* [PASSAGE PROVIDED]
########################################
We abstracted infant sex and date of delivery from medical records. We collected data on child race/ethnicity, breastfeeding duration, fast food intake, soda intake, physical activity, screen time, passive smoke exposure, and household income using questionnaires during childhood. We obtained median annual household income and percent of households below the poverty threshold for the mother’s residential census tract at the time of enrollment and in mid-childhood from 2000 U.S. Census data (U.S. Census Bureau 2000).
In linear regression analyses, we examined associations of prenatal and mid-childhood PFAS plasma concentrations with leptin, adiponectin, and HOMA-IR in mid-childhood. We a priori decided to only consider PFASs with > 65% of detectable values, which included each PFAS (PFOA, PFOS, PFNA, PFHxS, and PFDeA) at each time point (prenatal and childhood), except for prenatal plasma PFDeA (43.5% detectable values).
We ln-transformed serum concentrations of leptin, adiponectin, and HOMA-IR to meet model assumptions. For ease of interpretation, we exponentiated regression coefficients and reported results as a percent change [% change = (exp(beta) – 1) × 100].
We expressed continuous associations per IQR increment in exposure. To evaluate nonlinearity and assess outlier influence, we modeled PFAS concentrations in quartiles and fit penalized spline generalized additive models.
We accounted for covariates potentially associated with PFAS plasma concentration (Sagiv et al. 2015) and/or metabolic function (Kimbro et al. 2007; Perng et al. 2014) in all of our final models. These covariates included maternal age at enrollment (continuous), maternal education (with or without college degree), child age at mid-childhood visit (continuous), child sex (dichotomous), child race/ethnicity (white, black, Asian, Hispanic, other), census-tract median household income (continuous), and census-tract percent below poverty (continuous). In analyses of prenatal PFASs, we additionally accounted for parity (nulliparous or multiparous), maternal smoking habits (smoked during pregnancy, formerly smoked, never smoked), and week of gestation of PFAS measurement, because these covariates are potentially related to prenatal but not mid-childhood PFAS plasma concentrations. In all analyses, we substituted maternal race/ethnicity for child race/ethnicity for the 10% of participants missing data on this covariate, which resulted in > 99% of participants having race/ethnicity data.
We considered but did not include several variables in our final models that did not confound the exposure–outcome relationship (i.e., the estimate for the primary exposure changed by < 10%) or did not importantly change the results. These variables included maternal breastfeeding duration, marital status, and serum albumin and GFR (in analyses of prenatal PFASs), household income, partner education, and child fast-food intake, soda intake, physical activity, screen time, and passive smoke exposure (in analyses of child PFASs). We performed complete case analyses excluding those with missing covariates, because complete covariate information was available for 98% of participants with available exposure/outcome data.
########################################
* [DATA TO EXAMINE]
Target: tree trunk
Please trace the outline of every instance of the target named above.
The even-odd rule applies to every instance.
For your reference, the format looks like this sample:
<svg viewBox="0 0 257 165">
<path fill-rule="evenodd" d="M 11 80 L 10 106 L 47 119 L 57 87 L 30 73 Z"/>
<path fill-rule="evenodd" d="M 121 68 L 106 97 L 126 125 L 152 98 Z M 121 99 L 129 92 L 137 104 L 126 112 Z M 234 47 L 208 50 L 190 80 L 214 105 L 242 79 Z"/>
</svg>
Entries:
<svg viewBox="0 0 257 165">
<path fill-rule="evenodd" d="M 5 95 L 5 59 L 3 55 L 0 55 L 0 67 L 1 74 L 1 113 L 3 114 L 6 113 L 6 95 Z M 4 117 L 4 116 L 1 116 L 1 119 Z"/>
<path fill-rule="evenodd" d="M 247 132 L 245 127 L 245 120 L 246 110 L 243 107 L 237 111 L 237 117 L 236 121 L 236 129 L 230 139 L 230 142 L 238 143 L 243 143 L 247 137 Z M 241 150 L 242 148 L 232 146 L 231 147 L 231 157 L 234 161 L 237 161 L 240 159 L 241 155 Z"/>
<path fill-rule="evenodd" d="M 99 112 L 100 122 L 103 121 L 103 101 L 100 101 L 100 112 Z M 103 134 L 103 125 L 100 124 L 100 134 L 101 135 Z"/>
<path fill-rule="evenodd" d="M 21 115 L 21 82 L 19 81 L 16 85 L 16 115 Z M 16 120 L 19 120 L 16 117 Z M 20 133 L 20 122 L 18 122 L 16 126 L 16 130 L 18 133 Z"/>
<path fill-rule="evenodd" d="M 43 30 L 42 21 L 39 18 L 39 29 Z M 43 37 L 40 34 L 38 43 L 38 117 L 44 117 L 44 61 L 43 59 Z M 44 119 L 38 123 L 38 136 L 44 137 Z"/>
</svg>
########################################
* [WHAT YOU WILL DO]
- 1) Translate into Spanish this sentence from the PFAS methods passage: "We ln-transformed serum concentrations of leptin, adiponectin, and HOMA-IR to meet model assumptions."
- 2) Pull out everything from "In linear regression" down to "generalized additive models." in the PFAS methods passage, word for word.
- 3) Based on the PFAS methods passage, answer yes or no to each statement and quote the words that settle it. (a) Prenatal plasma PFDeA was one of the PFASs kept for analysis. (b) The census-tract median household income came from 2000 U.S. Census data. (c) Missing covariate values were filled in so that no participants had to be dropped.

* [EXPECTED RESULTS]
- 1) Transformamos con logaritmo natural las concentraciones séricas de leptina, adiponectina y HOMA-IR para cumplir los supuestos del modelo.

- 2)
In linear regression analyses, we examined associations of prenatal and mid-childhood PFAS plasma concentrations with leptin, adiponectin, and HOMA-IR in mid-childhood. We a priori decided to only consider PFASs with > 65% of detectable values, which included each PFAS (PFOA, PFOS, PFNA, PFHxS, and PFDeA) at each time point (prenatal and childhood), except for prenatal plasma PFDeA (43.5% detectable values).
We ln-transformed serum concentrations of leptin, adiponectin, and HOMA-IR to meet model assumptions. For ease of interpretation, we exponentiated regression coefficients and reported results as a percent change [% change = (exp(beta) – 1) × 100].
We expressed continuous associations per IQR increment in exposure. To evaluate nonlinearity and assess outlier influence, we modeled PFAS concentrations in quartiles and fit penalized spline generalized additive models.

- 3)
(a) No: "except for prenatal plasma PFDeA (43.5% detectable values)"
(b) Yes: "We obtained median annual household income and percent of households below the poverty threshold for the mother’s residential census tract at the time of enrollment and in mid-childhood from 2000 U.S. Census data"
(c) No: "We performed complete case analyses excluding those with missing covariates"